▶ [Selected extract]:
The Service Logic stats (Dashboard and Counters) will allow you to understand the size of the issue, namely how many times the response is an SRE-generated error or how often the logic traverses a node. At some point, you will need to either trace a call where the issue appears or reproduce it through the SIP Simulation. Both methods are suitable for understanding the exact part of the logic (node or group of nodes) that must be modified in order to obtain the desired behavior.
In order to activate tracing-flow traces, there are 2 conditions:
the log-level of "Call tracing service logic flow" must be set to DEBUG
the Tracing criteria (calling and called ranges) must match the ones of the call
Note
While it is not a problem in lab environments, in production networks the tracing capability will reduce the CP performance, therefore it is recommended to not activate it in high-traffic conditions, and to limit the Tracing criteria to match exactly the calling/called ranges of interest.
When a Trace is produced, the tracing flow logs are available:
in the GUI, on the active Service Logic (and its sub-service logics), under the Trace tab
in the CLI, in the log file /var/log/sre/sre.log: you can grep on the string "tracing.flow"
To provide an example of an issue that can be noticed at the application level, 604 responses from the SRE would be the result of service logic exceptions in the SRE (e.g. a query node is failing due to unexpected inputs/outputs). In order to isolate those errors, please activate tracing for calls which end up in a 604 message, and check /var/log/sre/sre.log, which indicates which is the exception and which is the latest node traversed (where the exception is occurring). Further information might be obtained by the /var/log/sre/sre-call-processor.out.log in the CP.

▶ [Problem set]:
1 - Answer these questions about the passage on service logic tracing, one line each:
(a) To what level must the log-level of "Call tracing service logic flow" be set?
(b) In the CLI, what string can be grepped in /var/log/sre/sre.log?
(c) What causes 604 responses from the SRE?
2 - Summarize the passage on service logic tracing in two sentences.
3 - Resume the passage on service logic tracing after its final sentence.

▶ [Raw data]:
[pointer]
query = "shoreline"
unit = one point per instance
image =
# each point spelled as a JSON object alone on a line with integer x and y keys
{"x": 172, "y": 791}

...

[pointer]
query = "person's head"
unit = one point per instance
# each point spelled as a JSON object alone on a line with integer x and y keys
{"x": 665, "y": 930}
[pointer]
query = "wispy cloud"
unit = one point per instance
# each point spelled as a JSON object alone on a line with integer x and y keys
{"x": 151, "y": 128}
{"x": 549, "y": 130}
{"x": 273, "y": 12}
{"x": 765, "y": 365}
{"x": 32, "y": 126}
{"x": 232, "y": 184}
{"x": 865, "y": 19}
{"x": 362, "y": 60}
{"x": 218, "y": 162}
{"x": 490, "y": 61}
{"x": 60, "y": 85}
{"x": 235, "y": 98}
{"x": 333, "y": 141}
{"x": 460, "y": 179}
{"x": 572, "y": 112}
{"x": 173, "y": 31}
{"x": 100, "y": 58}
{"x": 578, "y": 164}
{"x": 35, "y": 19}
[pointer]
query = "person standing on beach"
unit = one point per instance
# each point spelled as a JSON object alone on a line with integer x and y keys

▶ [Results of the tasks]:
1 -
(a) DEBUG.
(b) "tracing.flow".
(c) Service logic exceptions in the SRE, such as a query node failing due to unexpected inputs/outputs.

2 - Tracing-flow traces are active when the "Call tracing service logic flow" log-level is set to DEBUG and the Tracing criteria match the call, though tracing reduces CP performance in production. The trace logs appear in the GUI under the Trace tab and in /var/log/sre/sre.log, which shows the exception and the latest node traversed for calls ending in a 604 message.

3 -
SRE Logs
SRE provides application logs per-channel, that is, per functionality, which are available in the EM and CP nodes, at /var/log/sre:
Log type | File (in /var/log/sre) | Node type |
---|---|---|
Generic logs (including tracing logs collected from the CP) | sre.log | EM |
Accounting | accounting.log | EM |
CDR Sender | sre-cdr-sender.out.log | CP |
CDR Collector | sre-cdr-collector.out.log | EM |
CDR Post-processing | accounting-post-processing.log | EM |
Audit | audit.log | EM |
Service Logic Execution | service-logic-execution.log | EM |
GUI logs | sre-gui.out.log | EM |
Health monitor | sre-health-monitor.out.log | EM and CP |
Manager | sre-manager.out.log | EM |
REST API | sre-REST.out.log | EM |
Supervisord | supervisord.log | EM and CP |
ENUM processor | sre-enum-processor.out.log | CP |
HTTP processor | sre-http-processor.out.log | CP |
Interface (between Kamailio and SRE core) | interface.log | CP |
SIP Agents monitor | sre-agents-monitor.out.log | CP |
Broker | sre-broker.out.log | CP |
Logs are rotated daily and kept on a 7-day circular buffer.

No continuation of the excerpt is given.